**Aim of the task**
List every reference number cited in square brackets in the persimmon coatings passage below.
Excerpt to read below:
In another study, no significant differences were found in firmness of Fuyu persimmons coated with gelatin-based frog skin oil stored for up to 9 days at 25 °C [35] while on Rojo Brillante persimmons, starch–gellan coatings formulated with and without thyme essential oil maintained higher fruit firmness than uncoated fruit for 14 days of storage at 25 °C [36].

Browning index and PPO activity

Color is an analytical parameter that has a significant impact on consumer approval, since it is the first aspect he considers [37, 38]. From the data analysis, treatments had a considerable influence on fruit quality.

The mean values of browning index in treated and untreated persimmon slices increased during storage time (Fig. 3).
End of Excerpt to read.
The data below:
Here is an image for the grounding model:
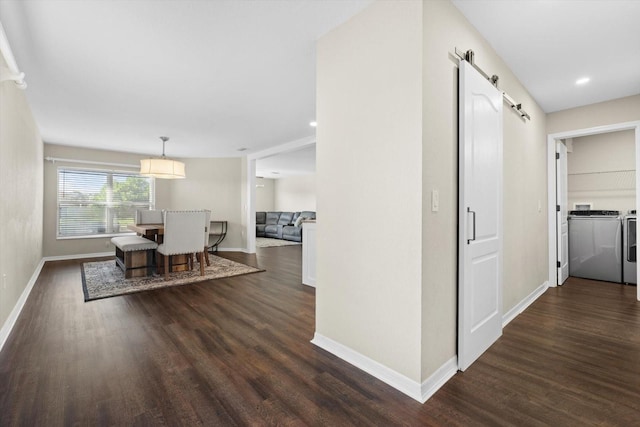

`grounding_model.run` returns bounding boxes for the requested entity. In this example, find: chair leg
[164,255,169,280]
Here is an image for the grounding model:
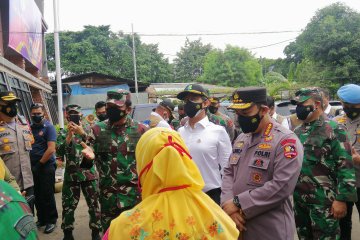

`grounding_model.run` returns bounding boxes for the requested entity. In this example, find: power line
[132,30,301,37]
[248,38,296,50]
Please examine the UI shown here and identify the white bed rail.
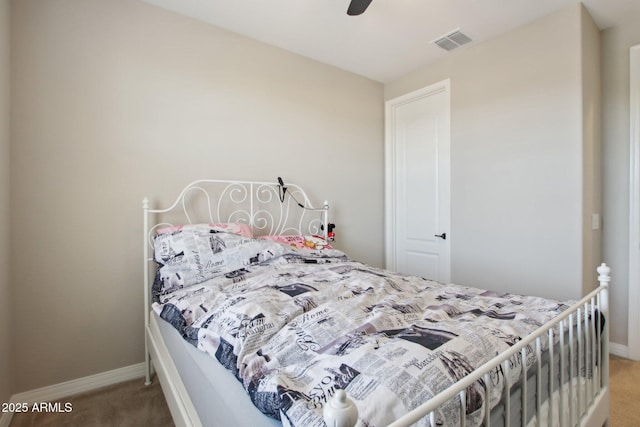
End of The data.
**Solution to the problem**
35, 36, 37, 38